• **Written task**: Copy out the listing that follows exactly, dropping every picture.
========================================
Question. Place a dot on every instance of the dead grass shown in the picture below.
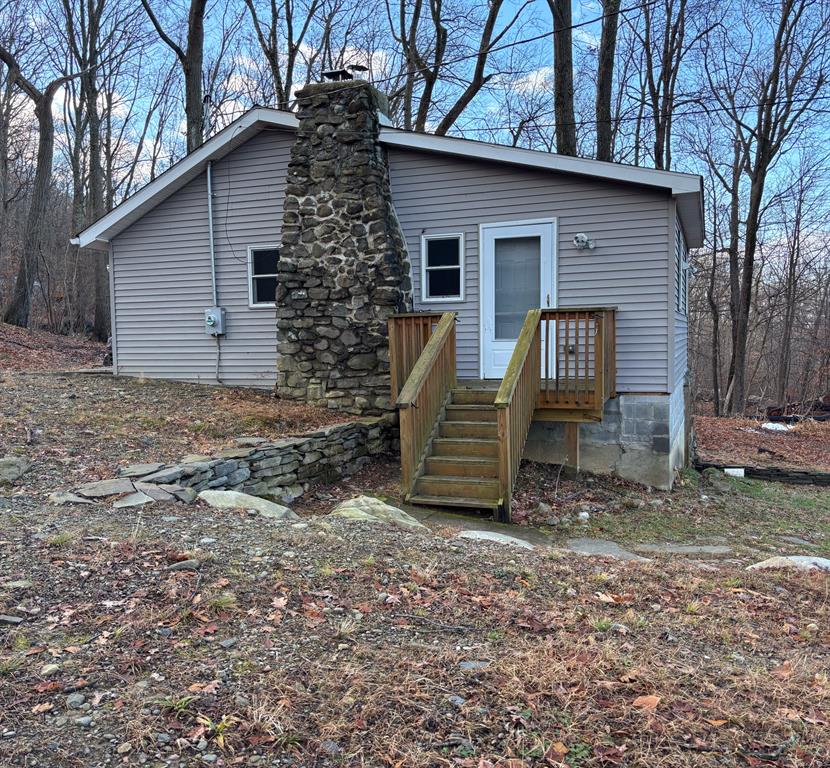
(22, 349)
(578, 662)
(741, 442)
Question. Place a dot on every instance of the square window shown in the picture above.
(442, 252)
(442, 267)
(443, 282)
(265, 290)
(264, 261)
(262, 275)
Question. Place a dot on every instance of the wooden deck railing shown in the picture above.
(408, 335)
(579, 358)
(516, 402)
(424, 392)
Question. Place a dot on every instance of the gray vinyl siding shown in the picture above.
(161, 272)
(629, 267)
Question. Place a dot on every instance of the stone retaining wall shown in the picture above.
(283, 469)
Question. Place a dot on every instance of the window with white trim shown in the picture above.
(262, 275)
(442, 267)
(681, 272)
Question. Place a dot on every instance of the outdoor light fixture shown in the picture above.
(582, 241)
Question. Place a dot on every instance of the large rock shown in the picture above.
(238, 500)
(374, 510)
(139, 470)
(498, 538)
(796, 562)
(12, 469)
(137, 499)
(114, 487)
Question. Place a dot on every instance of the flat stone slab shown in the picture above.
(139, 470)
(195, 458)
(498, 538)
(794, 562)
(247, 442)
(19, 584)
(238, 500)
(137, 499)
(370, 509)
(166, 475)
(113, 487)
(155, 492)
(797, 540)
(587, 546)
(683, 549)
(62, 497)
(12, 468)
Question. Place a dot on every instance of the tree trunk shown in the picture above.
(563, 84)
(18, 309)
(605, 78)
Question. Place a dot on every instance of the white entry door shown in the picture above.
(517, 275)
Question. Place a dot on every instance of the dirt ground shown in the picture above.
(337, 643)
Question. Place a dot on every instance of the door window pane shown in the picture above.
(517, 283)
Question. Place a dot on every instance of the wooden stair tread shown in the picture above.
(426, 500)
(488, 461)
(461, 480)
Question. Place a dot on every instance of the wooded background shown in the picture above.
(97, 97)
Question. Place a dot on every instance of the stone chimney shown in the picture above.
(343, 267)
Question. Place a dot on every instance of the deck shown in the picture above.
(462, 441)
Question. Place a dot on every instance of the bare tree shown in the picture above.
(605, 78)
(563, 94)
(784, 88)
(17, 310)
(424, 36)
(281, 31)
(190, 58)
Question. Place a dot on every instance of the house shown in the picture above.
(287, 248)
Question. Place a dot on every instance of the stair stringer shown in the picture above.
(442, 413)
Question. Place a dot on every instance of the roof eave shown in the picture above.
(97, 235)
(686, 188)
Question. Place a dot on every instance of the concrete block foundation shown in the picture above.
(640, 438)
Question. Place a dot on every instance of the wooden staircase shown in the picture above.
(462, 445)
(460, 468)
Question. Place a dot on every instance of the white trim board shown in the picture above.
(686, 188)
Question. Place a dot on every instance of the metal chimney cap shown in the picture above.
(337, 74)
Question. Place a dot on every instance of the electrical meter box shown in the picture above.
(215, 321)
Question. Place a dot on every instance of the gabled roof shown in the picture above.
(686, 188)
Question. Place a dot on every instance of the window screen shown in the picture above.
(442, 265)
(263, 266)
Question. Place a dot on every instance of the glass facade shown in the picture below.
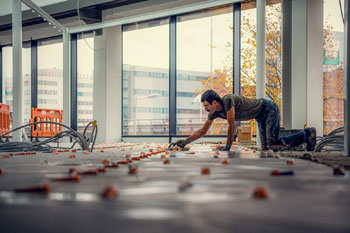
(85, 63)
(7, 75)
(146, 78)
(333, 66)
(204, 61)
(273, 55)
(50, 75)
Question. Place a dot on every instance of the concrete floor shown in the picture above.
(313, 200)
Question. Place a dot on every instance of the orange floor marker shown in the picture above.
(73, 170)
(190, 153)
(261, 193)
(132, 170)
(109, 192)
(225, 161)
(166, 161)
(290, 162)
(123, 162)
(102, 169)
(205, 171)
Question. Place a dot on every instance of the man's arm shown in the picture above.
(201, 132)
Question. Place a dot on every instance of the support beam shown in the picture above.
(66, 78)
(44, 14)
(347, 81)
(17, 68)
(153, 15)
(287, 64)
(260, 48)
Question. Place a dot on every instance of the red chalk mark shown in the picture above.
(35, 189)
(75, 178)
(190, 153)
(112, 165)
(102, 169)
(91, 172)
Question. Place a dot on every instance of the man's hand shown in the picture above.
(181, 143)
(224, 148)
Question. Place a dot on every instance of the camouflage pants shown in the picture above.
(269, 127)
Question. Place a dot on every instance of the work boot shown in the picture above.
(310, 138)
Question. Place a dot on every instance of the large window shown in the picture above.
(273, 54)
(204, 61)
(50, 74)
(7, 75)
(146, 78)
(333, 66)
(85, 58)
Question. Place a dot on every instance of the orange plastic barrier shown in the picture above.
(46, 129)
(5, 119)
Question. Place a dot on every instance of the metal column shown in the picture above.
(236, 48)
(17, 68)
(74, 82)
(1, 74)
(346, 82)
(66, 78)
(260, 53)
(287, 64)
(34, 73)
(172, 78)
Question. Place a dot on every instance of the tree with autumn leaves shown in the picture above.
(222, 82)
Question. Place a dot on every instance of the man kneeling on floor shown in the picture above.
(238, 108)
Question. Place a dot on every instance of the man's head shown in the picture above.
(211, 101)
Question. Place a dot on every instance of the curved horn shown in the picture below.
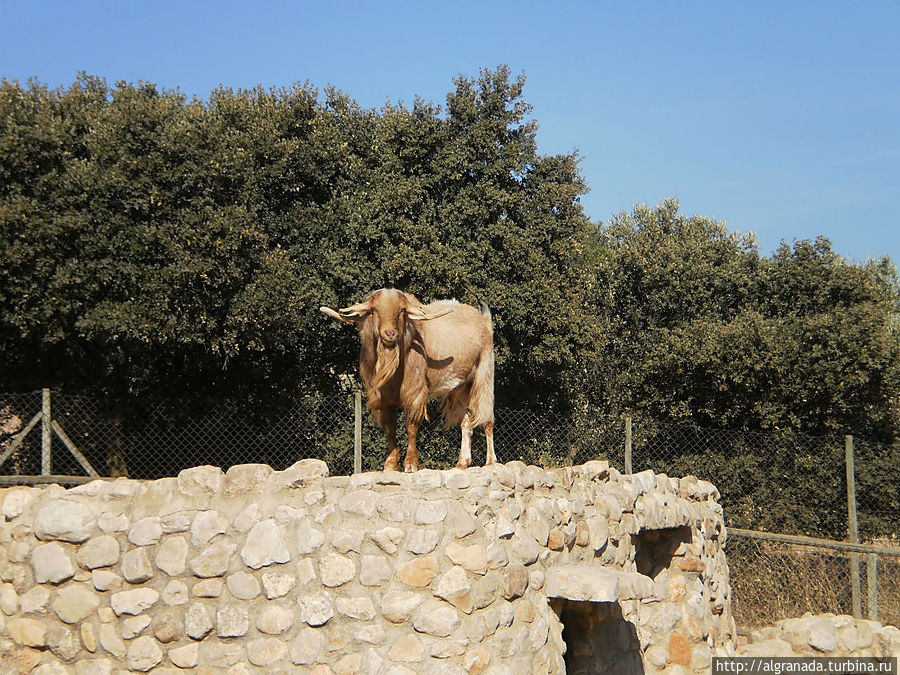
(334, 315)
(419, 314)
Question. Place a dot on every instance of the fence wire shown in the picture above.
(774, 482)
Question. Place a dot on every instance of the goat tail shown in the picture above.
(481, 400)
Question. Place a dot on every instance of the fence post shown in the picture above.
(357, 433)
(872, 585)
(627, 445)
(46, 433)
(853, 527)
========================================
• **Output below**:
Question. Place a dot on every instance of the dead grass shown in the picture below.
(22, 349)
(578, 662)
(741, 442)
Question. Place a dot on every instance of the square window shown in the picture above.
(442, 252)
(442, 267)
(443, 282)
(265, 290)
(264, 261)
(262, 275)
Question. Place a dot on every instance of the wooden deck railing shown in the picture above.
(408, 335)
(579, 358)
(516, 402)
(424, 392)
Question. Place a dot on every instance of the gray vinyl siding shown in the picture above.
(161, 272)
(629, 267)
Question. Place a dot on every instance of the stone retaining wall shown in the picture above.
(283, 469)
Question. Place a dot on every instance of the window with white trim shown in the picture above.
(262, 275)
(442, 267)
(681, 272)
Question. Place a dot on every instance of the outdoor light fixture shown in the picture above.
(582, 241)
Question. Place a dot on every instance of the large rock shown in the picture above.
(238, 500)
(374, 510)
(139, 470)
(498, 538)
(796, 562)
(12, 469)
(137, 499)
(114, 487)
Question. Place a dot on every instance of the flat stone slab shown in the picture above.
(139, 470)
(195, 458)
(498, 538)
(794, 562)
(247, 442)
(19, 584)
(238, 500)
(137, 499)
(370, 509)
(166, 475)
(113, 487)
(155, 492)
(797, 540)
(587, 546)
(683, 549)
(62, 497)
(12, 468)
Question. Place a dot on every instance of the tree trunk shown in the picture above.
(563, 84)
(18, 309)
(605, 78)
Question. Place a dot on every instance of the white entry door shown in the picture above.
(517, 275)
Question. Place a dot on every instance of the dirt ground shown in the picture above.
(337, 643)
Question. Place a dot on every instance of the door window pane shown in the picture above.
(517, 283)
Question. Place a dot on every instance of the wooden stair tread shown in the picture above.
(426, 500)
(488, 461)
(461, 480)
Question. Place a dot on every instance of the wooded background shown in the picture above.
(97, 97)
Question. Place a dot on every instance of the stone chimney shown in the picture above.
(343, 267)
Question. Place a dot on every instance of the deck shown in the picture above.
(462, 441)
Question. Place a dot on every instance of the bare tree shown in the picture above.
(605, 78)
(563, 94)
(784, 88)
(17, 310)
(424, 36)
(281, 31)
(190, 58)
Question. Place a dot on every instance of the house shown in the picture above.
(287, 248)
Question. Place a dot on every instance of the stair stringer shown in the picture above.
(442, 413)
Question. Place a dot on every instance of the roof eave shown in the picture above.
(97, 235)
(686, 188)
Question. Place a dot on every instance of the concrete block foundation shown in the picture above.
(640, 438)
Question. Place a dot on every instance of the wooden staircase shown in the picture above.
(462, 445)
(460, 468)
Question. Place a dot on every instance of the white trim board shown in the picture above.
(686, 188)
Question. Place a dot on every instance of the metal chimney cap shown in the picture above.
(337, 74)
Question. Place a dot on every instance of the electrical meter box shown in the picture above.
(215, 321)
Question. Place a dot on every instance of the gabled roof shown in the picture above.
(686, 188)
Question. Place a dot on every instance of the window screen shown in the picture above.
(442, 265)
(263, 266)
Question. Place a dot on every instance of the glass facade shown in the picture below.
(85, 63)
(7, 75)
(146, 78)
(333, 66)
(204, 61)
(273, 55)
(50, 75)
Question. Place a dot on every instance of the concrete floor shown in the picture above.
(313, 200)
Question. Place a dot on every instance of the orange floor marker shown in the picture above.
(73, 170)
(190, 153)
(261, 193)
(132, 170)
(109, 192)
(225, 161)
(166, 161)
(290, 162)
(123, 162)
(102, 169)
(205, 171)
Question. Place a dot on every instance of the man's arm shown in the picture above.
(201, 132)
Question. Place a dot on every instance of the support beam shown in the picture above.
(66, 78)
(44, 14)
(347, 81)
(17, 68)
(153, 15)
(287, 64)
(260, 48)
Question. Place a dot on every instance of the red chalk mark shown in the picture above.
(35, 189)
(75, 178)
(190, 153)
(112, 165)
(102, 169)
(91, 172)
Question. Place a dot on every instance of the man's hand shown in the picture above.
(181, 143)
(224, 148)
Question. Place a dot on every instance of the camouflage pants shown in the picture above.
(269, 127)
Question. Place a dot on every instance of the work boot shown in the picture above.
(310, 138)
Question. Place a dot on every instance of the large window shown in the picture above.
(273, 54)
(204, 61)
(50, 74)
(7, 75)
(146, 78)
(333, 66)
(85, 58)
Question. Place a dot on every instance of the orange plastic barrier shown in the picture above.
(46, 129)
(5, 119)
Question. Place a dot on every instance of the metal column shown in the picture above.
(236, 48)
(17, 68)
(74, 82)
(1, 74)
(346, 82)
(66, 78)
(260, 53)
(287, 64)
(34, 73)
(172, 78)
Question. Place a dot on every instance of the tree with autumn leaves shown in the picture above.
(222, 82)
Question. Place a dot on every instance of the man kneeling on floor shown in the picture above.
(238, 108)
Question. Place a dot on every instance of the man's head shown in the picture above.
(211, 101)
Question. Place a dot on every instance of the curved horn shown in the picture below.
(334, 315)
(419, 314)
Question. Place a dot on every instance of the fence wire shown in the picture above.
(774, 482)
Question. Place a dot on every instance of the goat tail shown in the picture above.
(481, 400)
Question. Place a dot on every instance of the fence post shown in the picture above.
(357, 433)
(872, 585)
(627, 445)
(46, 433)
(853, 527)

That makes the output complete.